#### [SUPPLIED DATA]

# # # # #

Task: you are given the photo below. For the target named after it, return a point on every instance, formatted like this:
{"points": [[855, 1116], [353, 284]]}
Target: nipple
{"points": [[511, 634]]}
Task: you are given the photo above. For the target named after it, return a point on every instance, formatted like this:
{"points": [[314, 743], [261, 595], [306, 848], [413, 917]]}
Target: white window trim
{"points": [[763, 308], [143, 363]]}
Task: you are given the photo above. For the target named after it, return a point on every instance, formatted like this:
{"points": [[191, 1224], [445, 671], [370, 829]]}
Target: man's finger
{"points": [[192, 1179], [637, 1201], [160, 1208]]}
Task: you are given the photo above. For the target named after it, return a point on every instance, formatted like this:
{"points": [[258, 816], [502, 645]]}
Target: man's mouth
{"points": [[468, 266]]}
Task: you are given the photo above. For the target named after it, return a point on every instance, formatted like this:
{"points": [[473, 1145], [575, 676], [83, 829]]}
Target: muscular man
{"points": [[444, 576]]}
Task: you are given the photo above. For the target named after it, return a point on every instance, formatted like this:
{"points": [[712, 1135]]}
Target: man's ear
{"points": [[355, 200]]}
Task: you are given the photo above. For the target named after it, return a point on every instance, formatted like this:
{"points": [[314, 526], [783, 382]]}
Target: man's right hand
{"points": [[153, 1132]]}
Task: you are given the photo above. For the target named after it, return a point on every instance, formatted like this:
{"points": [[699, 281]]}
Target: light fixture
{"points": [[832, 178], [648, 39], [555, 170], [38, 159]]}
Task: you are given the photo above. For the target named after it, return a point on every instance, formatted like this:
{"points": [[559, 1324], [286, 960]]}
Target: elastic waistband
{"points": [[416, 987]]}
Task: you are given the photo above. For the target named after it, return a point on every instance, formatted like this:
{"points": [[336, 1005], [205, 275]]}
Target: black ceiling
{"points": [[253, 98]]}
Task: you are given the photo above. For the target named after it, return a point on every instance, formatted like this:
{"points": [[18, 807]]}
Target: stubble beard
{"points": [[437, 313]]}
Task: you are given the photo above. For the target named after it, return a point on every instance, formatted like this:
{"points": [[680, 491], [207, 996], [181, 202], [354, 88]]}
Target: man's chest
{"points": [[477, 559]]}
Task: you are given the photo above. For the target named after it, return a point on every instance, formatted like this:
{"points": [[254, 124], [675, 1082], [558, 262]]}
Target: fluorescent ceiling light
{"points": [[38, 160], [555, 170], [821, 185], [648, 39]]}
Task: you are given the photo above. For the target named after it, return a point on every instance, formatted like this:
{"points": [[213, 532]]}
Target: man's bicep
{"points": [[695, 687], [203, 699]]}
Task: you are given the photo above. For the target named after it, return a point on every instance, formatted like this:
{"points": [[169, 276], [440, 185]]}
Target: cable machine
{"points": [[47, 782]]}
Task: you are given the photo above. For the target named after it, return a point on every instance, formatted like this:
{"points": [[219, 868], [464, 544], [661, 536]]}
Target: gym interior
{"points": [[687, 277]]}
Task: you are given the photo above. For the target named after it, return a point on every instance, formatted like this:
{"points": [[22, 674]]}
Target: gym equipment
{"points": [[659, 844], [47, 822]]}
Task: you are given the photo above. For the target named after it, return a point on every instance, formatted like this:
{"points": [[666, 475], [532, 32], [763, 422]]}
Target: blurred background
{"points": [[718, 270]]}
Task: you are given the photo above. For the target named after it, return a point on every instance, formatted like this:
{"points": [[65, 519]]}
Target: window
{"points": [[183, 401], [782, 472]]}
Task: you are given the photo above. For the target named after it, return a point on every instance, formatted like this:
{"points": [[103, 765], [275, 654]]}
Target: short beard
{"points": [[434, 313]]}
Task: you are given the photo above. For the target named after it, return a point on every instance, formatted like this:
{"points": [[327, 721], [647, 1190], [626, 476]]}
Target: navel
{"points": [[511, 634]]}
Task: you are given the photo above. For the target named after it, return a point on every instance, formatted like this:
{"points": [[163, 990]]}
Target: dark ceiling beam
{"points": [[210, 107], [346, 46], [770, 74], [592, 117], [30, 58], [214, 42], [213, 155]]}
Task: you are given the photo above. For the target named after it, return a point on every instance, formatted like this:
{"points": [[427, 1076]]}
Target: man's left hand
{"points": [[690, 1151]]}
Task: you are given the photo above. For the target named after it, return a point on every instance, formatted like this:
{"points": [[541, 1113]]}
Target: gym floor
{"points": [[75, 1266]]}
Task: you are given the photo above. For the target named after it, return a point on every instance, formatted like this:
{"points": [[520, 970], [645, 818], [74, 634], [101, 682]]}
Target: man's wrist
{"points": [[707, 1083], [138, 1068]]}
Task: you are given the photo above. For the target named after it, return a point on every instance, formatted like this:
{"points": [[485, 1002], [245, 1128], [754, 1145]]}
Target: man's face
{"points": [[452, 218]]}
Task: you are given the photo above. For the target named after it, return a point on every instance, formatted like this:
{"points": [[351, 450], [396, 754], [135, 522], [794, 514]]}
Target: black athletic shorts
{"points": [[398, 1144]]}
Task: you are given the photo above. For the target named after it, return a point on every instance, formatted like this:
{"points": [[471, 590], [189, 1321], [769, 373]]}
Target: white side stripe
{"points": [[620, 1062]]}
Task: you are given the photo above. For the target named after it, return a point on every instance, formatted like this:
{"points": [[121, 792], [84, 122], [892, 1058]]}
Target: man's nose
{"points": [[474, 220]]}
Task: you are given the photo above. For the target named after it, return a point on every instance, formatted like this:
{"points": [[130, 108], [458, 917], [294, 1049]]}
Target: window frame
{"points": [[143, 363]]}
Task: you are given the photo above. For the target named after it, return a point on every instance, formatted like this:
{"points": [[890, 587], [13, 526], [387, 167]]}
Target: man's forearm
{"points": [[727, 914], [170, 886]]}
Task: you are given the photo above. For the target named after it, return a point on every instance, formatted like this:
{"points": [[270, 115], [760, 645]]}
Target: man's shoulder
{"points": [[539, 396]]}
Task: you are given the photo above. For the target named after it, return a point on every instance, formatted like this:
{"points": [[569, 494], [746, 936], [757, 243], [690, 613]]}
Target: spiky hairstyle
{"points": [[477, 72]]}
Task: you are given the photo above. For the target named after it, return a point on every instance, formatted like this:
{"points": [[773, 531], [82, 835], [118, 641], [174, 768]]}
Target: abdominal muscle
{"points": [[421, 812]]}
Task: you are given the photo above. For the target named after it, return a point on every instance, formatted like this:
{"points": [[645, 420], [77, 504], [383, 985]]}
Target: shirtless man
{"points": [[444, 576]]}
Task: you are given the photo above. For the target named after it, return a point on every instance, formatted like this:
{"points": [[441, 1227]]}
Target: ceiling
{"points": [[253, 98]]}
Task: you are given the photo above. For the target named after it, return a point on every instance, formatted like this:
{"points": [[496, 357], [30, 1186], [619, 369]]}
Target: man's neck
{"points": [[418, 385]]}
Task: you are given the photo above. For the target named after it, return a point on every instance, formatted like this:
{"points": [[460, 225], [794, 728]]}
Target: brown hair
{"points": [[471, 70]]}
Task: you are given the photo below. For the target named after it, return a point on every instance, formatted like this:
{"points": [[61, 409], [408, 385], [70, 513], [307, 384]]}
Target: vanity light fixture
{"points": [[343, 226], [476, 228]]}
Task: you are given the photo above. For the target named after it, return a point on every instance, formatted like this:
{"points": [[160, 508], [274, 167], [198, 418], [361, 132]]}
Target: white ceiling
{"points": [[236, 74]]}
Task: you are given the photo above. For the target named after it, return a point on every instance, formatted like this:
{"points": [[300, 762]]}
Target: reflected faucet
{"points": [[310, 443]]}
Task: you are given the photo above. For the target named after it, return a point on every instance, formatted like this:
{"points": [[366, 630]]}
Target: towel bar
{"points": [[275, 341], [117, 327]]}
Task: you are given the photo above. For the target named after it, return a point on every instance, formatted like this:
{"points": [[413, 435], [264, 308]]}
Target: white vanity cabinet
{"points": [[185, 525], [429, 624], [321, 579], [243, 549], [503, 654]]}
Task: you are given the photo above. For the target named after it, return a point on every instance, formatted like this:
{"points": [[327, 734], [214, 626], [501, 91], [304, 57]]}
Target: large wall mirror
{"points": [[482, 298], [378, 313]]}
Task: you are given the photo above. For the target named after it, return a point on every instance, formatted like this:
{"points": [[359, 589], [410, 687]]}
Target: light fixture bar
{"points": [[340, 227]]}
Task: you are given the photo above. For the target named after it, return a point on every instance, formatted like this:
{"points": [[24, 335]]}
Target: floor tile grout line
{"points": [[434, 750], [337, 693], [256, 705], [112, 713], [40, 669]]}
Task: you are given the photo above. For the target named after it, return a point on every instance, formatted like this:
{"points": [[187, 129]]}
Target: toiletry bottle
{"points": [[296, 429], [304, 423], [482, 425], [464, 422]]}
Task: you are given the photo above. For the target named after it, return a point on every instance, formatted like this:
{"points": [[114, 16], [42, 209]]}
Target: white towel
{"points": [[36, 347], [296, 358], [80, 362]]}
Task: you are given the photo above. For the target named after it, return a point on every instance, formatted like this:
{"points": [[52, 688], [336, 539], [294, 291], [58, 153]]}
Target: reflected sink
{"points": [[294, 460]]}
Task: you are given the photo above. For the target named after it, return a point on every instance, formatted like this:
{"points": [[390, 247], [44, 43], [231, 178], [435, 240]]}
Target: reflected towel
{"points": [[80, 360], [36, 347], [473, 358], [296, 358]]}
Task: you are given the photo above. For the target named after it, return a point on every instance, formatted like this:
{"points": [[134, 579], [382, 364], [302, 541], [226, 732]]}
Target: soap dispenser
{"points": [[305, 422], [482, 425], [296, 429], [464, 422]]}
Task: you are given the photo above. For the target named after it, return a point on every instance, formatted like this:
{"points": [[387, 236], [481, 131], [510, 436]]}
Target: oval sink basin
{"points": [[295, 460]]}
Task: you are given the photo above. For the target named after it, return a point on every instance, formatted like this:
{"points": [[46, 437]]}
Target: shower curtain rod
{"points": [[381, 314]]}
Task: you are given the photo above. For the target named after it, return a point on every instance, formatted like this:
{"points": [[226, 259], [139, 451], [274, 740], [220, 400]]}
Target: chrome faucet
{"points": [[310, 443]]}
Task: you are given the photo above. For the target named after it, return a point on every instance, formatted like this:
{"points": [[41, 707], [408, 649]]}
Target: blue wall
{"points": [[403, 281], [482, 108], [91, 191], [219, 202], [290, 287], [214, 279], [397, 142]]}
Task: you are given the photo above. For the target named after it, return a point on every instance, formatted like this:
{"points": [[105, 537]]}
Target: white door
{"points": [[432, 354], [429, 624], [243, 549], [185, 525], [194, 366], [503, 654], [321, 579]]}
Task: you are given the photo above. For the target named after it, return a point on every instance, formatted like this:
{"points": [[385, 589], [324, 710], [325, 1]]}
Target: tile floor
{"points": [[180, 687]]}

# # # # #

Copy out in full every line of the items above that contains the word "sink".

#### [RESULT OF THIS TASK]
Target: reflected sink
Target: oval sink basin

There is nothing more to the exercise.